>> start MATERIAL TO PROCESS

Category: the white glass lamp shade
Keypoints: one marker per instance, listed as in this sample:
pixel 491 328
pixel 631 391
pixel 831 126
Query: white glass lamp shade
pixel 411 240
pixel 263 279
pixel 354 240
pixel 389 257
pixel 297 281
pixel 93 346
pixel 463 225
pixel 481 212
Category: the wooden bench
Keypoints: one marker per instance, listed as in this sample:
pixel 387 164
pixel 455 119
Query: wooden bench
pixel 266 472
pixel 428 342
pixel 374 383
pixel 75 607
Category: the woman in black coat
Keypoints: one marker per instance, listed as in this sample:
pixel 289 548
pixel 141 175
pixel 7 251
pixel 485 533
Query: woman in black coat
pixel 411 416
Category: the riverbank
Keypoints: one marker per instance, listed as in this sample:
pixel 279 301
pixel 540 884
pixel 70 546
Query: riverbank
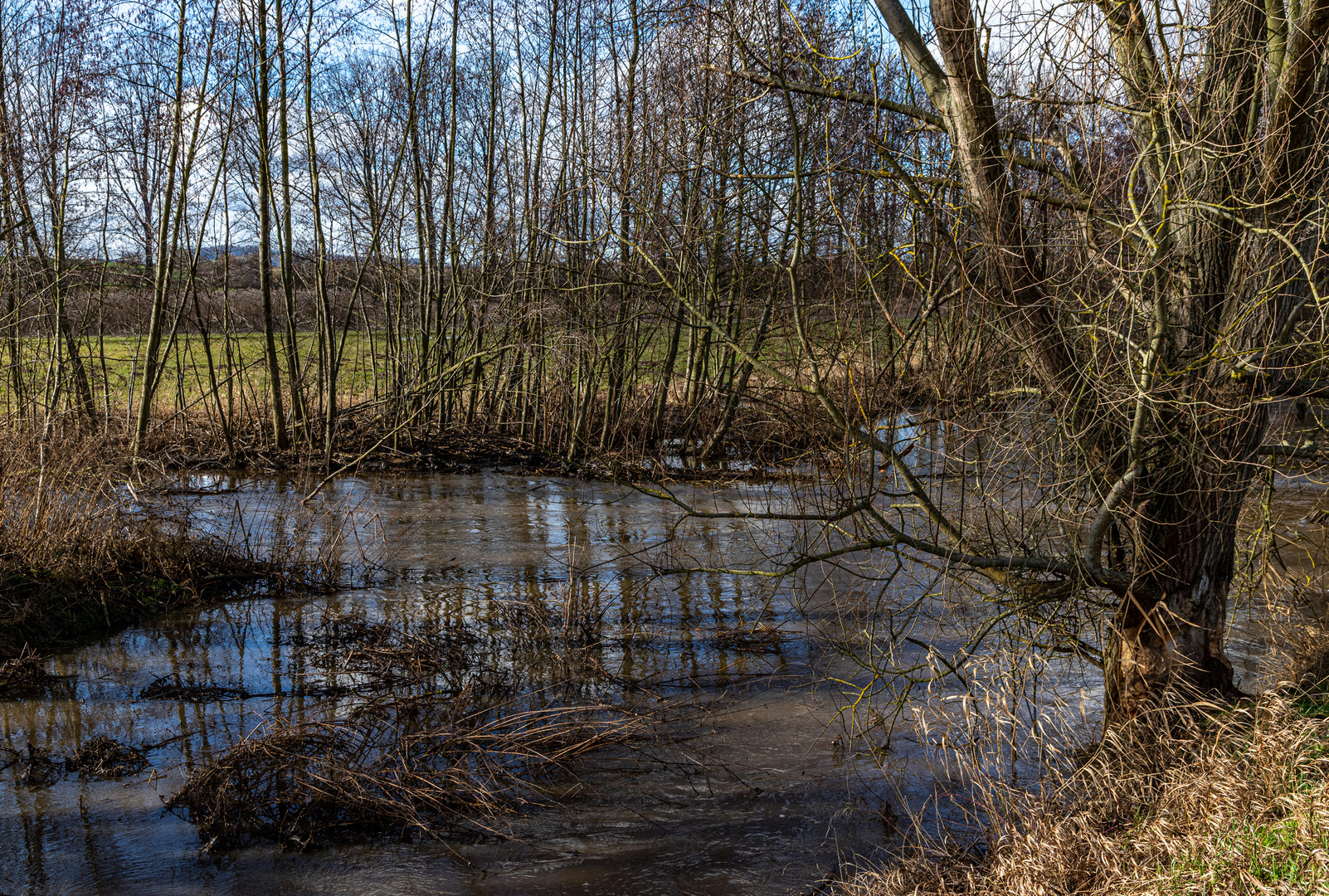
pixel 1218 801
pixel 84 549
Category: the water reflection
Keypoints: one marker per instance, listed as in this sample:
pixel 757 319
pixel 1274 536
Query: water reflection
pixel 461 548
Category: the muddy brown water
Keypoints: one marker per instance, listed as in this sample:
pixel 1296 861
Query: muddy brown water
pixel 781 806
pixel 771 803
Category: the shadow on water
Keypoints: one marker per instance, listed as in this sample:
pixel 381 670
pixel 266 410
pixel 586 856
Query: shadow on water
pixel 750 789
pixel 746 786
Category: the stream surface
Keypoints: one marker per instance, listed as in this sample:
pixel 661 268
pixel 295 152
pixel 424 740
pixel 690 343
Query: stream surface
pixel 763 801
pixel 771 807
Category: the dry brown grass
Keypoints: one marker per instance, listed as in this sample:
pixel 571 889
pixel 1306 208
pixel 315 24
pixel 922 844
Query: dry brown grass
pixel 399 767
pixel 83 549
pixel 1227 802
pixel 430 738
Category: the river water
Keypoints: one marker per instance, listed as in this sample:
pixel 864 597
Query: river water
pixel 770 803
pixel 764 798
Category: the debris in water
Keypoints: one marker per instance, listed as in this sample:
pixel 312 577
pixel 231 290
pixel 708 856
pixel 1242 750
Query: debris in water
pixel 168 689
pixel 105 757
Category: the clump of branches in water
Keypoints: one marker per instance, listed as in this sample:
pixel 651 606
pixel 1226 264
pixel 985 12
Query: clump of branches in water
pixel 430 738
pixel 83 548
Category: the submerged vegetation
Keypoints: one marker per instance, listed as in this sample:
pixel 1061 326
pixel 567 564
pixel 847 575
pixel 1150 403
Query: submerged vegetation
pixel 84 549
pixel 1031 298
pixel 430 733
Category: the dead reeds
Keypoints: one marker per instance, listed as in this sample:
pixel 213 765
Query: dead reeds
pixel 1234 801
pixel 427 735
pixel 84 548
pixel 399 767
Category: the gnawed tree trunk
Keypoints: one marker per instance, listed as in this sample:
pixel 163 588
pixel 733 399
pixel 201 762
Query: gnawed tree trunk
pixel 1216 282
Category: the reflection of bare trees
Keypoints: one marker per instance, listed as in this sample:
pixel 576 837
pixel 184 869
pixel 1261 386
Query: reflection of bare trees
pixel 1088 244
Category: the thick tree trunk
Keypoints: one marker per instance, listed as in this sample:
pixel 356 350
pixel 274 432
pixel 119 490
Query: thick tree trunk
pixel 1167 635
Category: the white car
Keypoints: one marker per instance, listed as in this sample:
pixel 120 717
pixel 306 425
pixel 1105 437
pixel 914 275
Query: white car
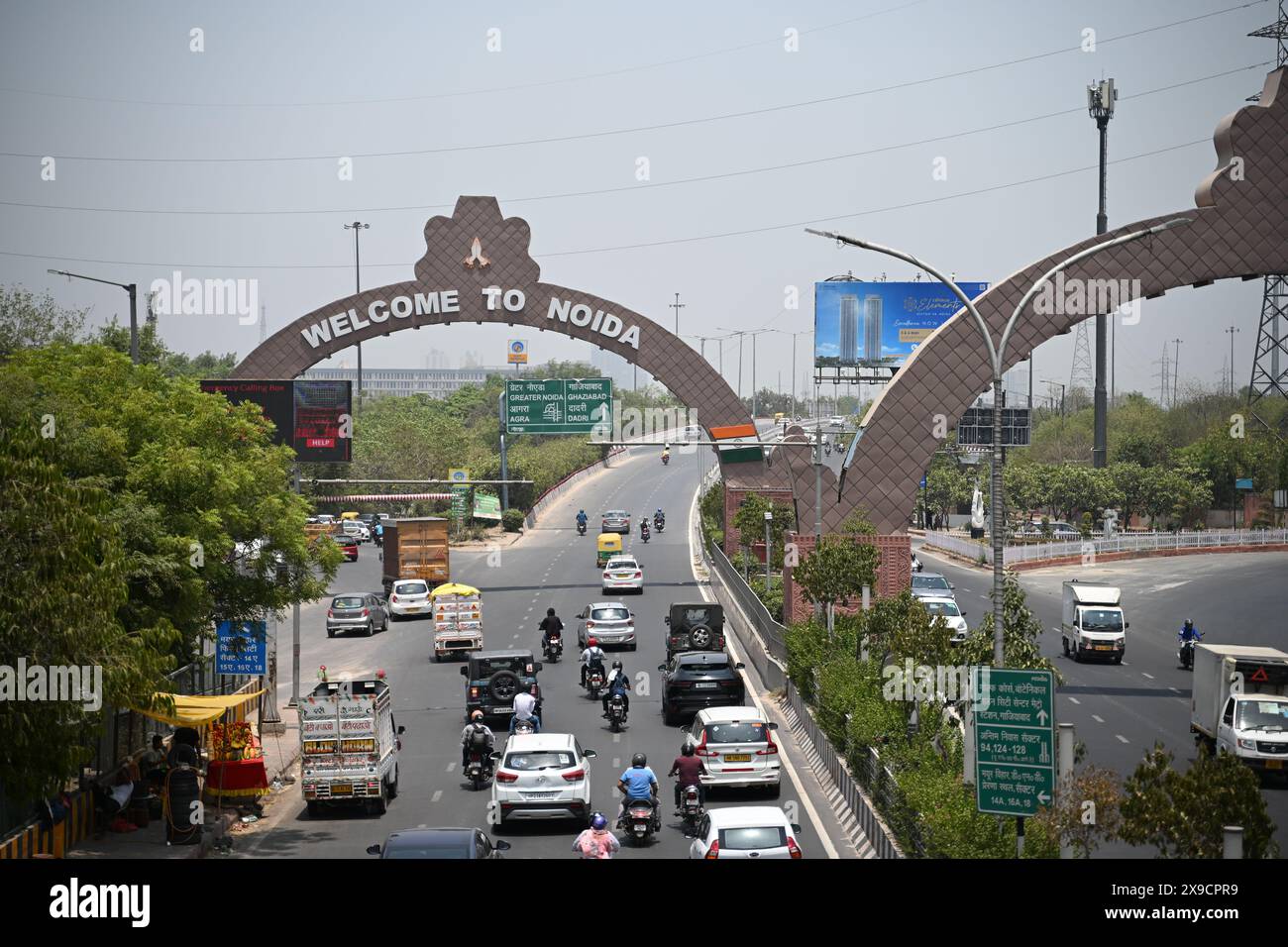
pixel 947 611
pixel 746 831
pixel 738 749
pixel 542 776
pixel 623 573
pixel 408 598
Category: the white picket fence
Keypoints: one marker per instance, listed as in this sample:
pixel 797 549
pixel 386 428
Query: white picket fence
pixel 1122 543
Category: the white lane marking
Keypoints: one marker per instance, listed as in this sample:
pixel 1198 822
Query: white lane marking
pixel 787 764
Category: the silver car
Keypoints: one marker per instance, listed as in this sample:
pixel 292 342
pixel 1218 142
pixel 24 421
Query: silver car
pixel 357 609
pixel 616 521
pixel 610 622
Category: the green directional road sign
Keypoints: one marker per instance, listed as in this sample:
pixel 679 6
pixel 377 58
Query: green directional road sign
pixel 1014 712
pixel 559 406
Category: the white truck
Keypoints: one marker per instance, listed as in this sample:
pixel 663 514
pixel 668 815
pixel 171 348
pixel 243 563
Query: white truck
pixel 349 744
pixel 1091 621
pixel 1239 702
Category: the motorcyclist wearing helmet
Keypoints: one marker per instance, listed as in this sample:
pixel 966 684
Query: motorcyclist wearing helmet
pixel 618 684
pixel 638 783
pixel 478 737
pixel 550 625
pixel 596 841
pixel 592 655
pixel 688 770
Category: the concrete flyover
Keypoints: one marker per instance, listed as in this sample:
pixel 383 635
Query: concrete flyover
pixel 1239 231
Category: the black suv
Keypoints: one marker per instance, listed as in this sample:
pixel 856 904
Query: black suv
pixel 697 680
pixel 492 678
pixel 695 626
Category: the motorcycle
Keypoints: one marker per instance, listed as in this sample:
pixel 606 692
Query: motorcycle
pixel 1185 654
pixel 595 682
pixel 639 819
pixel 691 809
pixel 553 648
pixel 478 771
pixel 616 712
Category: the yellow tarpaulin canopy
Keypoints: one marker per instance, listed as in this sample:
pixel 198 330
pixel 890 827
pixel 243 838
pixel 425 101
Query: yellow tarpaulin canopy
pixel 454 589
pixel 196 711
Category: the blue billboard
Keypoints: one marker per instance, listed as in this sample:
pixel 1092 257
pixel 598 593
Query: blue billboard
pixel 879 324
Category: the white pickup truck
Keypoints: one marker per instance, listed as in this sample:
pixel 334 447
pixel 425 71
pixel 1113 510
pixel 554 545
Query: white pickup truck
pixel 349 744
pixel 1091 621
pixel 1239 702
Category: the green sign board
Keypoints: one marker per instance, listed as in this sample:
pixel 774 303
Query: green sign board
pixel 487 506
pixel 1014 718
pixel 559 406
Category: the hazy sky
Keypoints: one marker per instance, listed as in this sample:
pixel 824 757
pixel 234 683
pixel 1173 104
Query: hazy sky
pixel 321 80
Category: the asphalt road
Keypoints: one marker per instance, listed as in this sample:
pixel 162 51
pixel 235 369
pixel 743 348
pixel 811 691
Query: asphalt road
pixel 1120 711
pixel 552 566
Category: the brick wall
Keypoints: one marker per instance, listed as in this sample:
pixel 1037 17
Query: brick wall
pixel 894 574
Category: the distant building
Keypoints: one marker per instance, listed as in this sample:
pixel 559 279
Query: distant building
pixel 437 382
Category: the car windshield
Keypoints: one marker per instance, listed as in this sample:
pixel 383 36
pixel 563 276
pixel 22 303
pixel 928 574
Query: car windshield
pixel 1262 715
pixel 735 733
pixel 540 759
pixel 1102 620
pixel 752 838
pixel 928 582
pixel 945 608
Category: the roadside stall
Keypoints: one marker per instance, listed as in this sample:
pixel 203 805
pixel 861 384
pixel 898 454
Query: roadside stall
pixel 458 618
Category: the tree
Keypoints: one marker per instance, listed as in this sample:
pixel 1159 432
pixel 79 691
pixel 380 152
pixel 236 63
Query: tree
pixel 65 582
pixel 30 321
pixel 1183 814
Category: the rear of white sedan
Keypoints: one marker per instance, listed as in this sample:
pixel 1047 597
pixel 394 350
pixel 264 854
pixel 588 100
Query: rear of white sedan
pixel 737 748
pixel 746 831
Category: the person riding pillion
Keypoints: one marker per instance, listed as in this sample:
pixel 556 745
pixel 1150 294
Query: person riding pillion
pixel 591 656
pixel 477 737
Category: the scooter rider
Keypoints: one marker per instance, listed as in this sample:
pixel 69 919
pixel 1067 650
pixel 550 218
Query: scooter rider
pixel 550 625
pixel 618 684
pixel 638 783
pixel 592 655
pixel 688 771
pixel 477 736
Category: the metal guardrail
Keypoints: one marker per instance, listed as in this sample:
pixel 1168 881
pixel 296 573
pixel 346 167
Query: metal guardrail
pixel 1122 543
pixel 879 834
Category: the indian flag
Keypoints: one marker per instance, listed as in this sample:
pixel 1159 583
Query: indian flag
pixel 738 444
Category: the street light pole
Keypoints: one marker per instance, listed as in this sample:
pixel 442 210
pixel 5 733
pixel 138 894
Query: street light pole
pixel 997 356
pixel 134 305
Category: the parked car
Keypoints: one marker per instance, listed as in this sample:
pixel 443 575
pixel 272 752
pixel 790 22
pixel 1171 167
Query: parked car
pixel 612 624
pixel 697 680
pixel 746 831
pixel 931 585
pixel 441 843
pixel 492 678
pixel 738 749
pixel 952 616
pixel 622 574
pixel 616 521
pixel 408 598
pixel 542 776
pixel 357 611
pixel 695 626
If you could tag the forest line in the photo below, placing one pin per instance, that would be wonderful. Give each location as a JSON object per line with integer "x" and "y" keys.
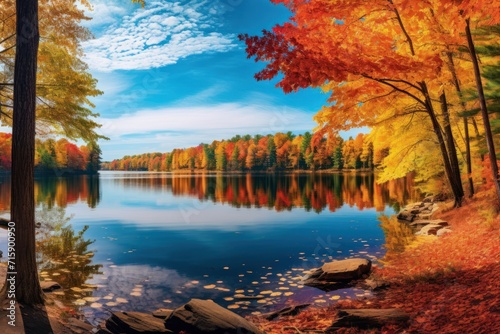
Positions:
{"x": 278, "y": 152}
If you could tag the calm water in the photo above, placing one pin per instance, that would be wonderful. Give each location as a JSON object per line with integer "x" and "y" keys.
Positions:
{"x": 156, "y": 240}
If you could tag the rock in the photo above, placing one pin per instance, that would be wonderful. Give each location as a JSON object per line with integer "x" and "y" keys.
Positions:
{"x": 423, "y": 222}
{"x": 135, "y": 323}
{"x": 375, "y": 284}
{"x": 338, "y": 274}
{"x": 162, "y": 313}
{"x": 430, "y": 229}
{"x": 443, "y": 231}
{"x": 428, "y": 199}
{"x": 49, "y": 286}
{"x": 369, "y": 318}
{"x": 204, "y": 316}
{"x": 4, "y": 222}
{"x": 405, "y": 215}
{"x": 287, "y": 311}
{"x": 78, "y": 326}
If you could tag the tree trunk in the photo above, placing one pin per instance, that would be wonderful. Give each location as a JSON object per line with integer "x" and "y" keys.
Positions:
{"x": 484, "y": 112}
{"x": 466, "y": 123}
{"x": 28, "y": 289}
{"x": 450, "y": 143}
{"x": 454, "y": 183}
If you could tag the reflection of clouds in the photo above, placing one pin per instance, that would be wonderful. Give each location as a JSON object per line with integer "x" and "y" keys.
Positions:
{"x": 189, "y": 216}
{"x": 155, "y": 285}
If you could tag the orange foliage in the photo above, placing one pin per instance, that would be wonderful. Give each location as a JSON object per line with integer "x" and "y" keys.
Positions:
{"x": 447, "y": 285}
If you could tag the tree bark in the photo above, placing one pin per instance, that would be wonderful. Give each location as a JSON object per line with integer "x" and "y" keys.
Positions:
{"x": 484, "y": 112}
{"x": 28, "y": 289}
{"x": 466, "y": 123}
{"x": 452, "y": 152}
{"x": 451, "y": 176}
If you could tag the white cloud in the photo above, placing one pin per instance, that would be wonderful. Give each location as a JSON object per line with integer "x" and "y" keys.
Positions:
{"x": 163, "y": 129}
{"x": 156, "y": 36}
{"x": 221, "y": 118}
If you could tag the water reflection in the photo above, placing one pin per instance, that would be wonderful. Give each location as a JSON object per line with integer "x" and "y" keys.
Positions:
{"x": 315, "y": 192}
{"x": 280, "y": 192}
{"x": 63, "y": 255}
{"x": 398, "y": 235}
{"x": 57, "y": 191}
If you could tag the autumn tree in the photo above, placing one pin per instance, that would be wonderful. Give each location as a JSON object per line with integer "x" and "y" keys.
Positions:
{"x": 399, "y": 56}
{"x": 24, "y": 105}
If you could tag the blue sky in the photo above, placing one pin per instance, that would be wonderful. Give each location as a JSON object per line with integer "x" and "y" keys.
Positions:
{"x": 174, "y": 75}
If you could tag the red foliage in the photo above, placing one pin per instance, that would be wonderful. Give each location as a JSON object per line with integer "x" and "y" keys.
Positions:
{"x": 447, "y": 285}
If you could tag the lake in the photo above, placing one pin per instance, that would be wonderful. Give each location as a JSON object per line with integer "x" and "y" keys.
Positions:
{"x": 159, "y": 239}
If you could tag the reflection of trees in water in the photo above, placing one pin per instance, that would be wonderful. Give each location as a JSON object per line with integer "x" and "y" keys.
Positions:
{"x": 312, "y": 191}
{"x": 398, "y": 235}
{"x": 63, "y": 255}
{"x": 59, "y": 191}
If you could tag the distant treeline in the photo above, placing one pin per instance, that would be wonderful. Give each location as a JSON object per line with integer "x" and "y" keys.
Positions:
{"x": 282, "y": 151}
{"x": 55, "y": 157}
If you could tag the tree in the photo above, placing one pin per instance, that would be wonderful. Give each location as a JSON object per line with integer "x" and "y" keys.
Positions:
{"x": 28, "y": 290}
{"x": 393, "y": 62}
{"x": 484, "y": 112}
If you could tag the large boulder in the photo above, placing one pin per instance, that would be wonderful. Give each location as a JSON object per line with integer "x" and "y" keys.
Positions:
{"x": 369, "y": 318}
{"x": 338, "y": 274}
{"x": 204, "y": 316}
{"x": 430, "y": 229}
{"x": 135, "y": 323}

>> end MATERIAL TO PROCESS

Put the lines of the records into a JSON list of strings, one string per line and no blank lines. Begin at the line that contains "Category: the distant building" and stop after the line that contains "pixel 458 618".

REPLY:
[
  "Category: the distant building",
  "Keypoints: one marker per instance, listed as in this sample:",
  "pixel 559 279",
  "Query: distant building",
  "pixel 437 382",
  "Category: the car windshield",
  "Keypoints: one marker per instance, listed as in this sample:",
  "pixel 383 36",
  "pixel 563 276",
  "pixel 22 303",
  "pixel 928 574",
  "Query: car windshield",
  "pixel 1262 715",
  "pixel 735 733",
  "pixel 540 759",
  "pixel 1102 620",
  "pixel 752 838",
  "pixel 928 582",
  "pixel 945 608",
  "Category: the roadside stall",
  "Keypoints: one marker per instance, listed as in this sample:",
  "pixel 203 805",
  "pixel 861 384",
  "pixel 898 454",
  "Query: roadside stall",
  "pixel 458 618"
]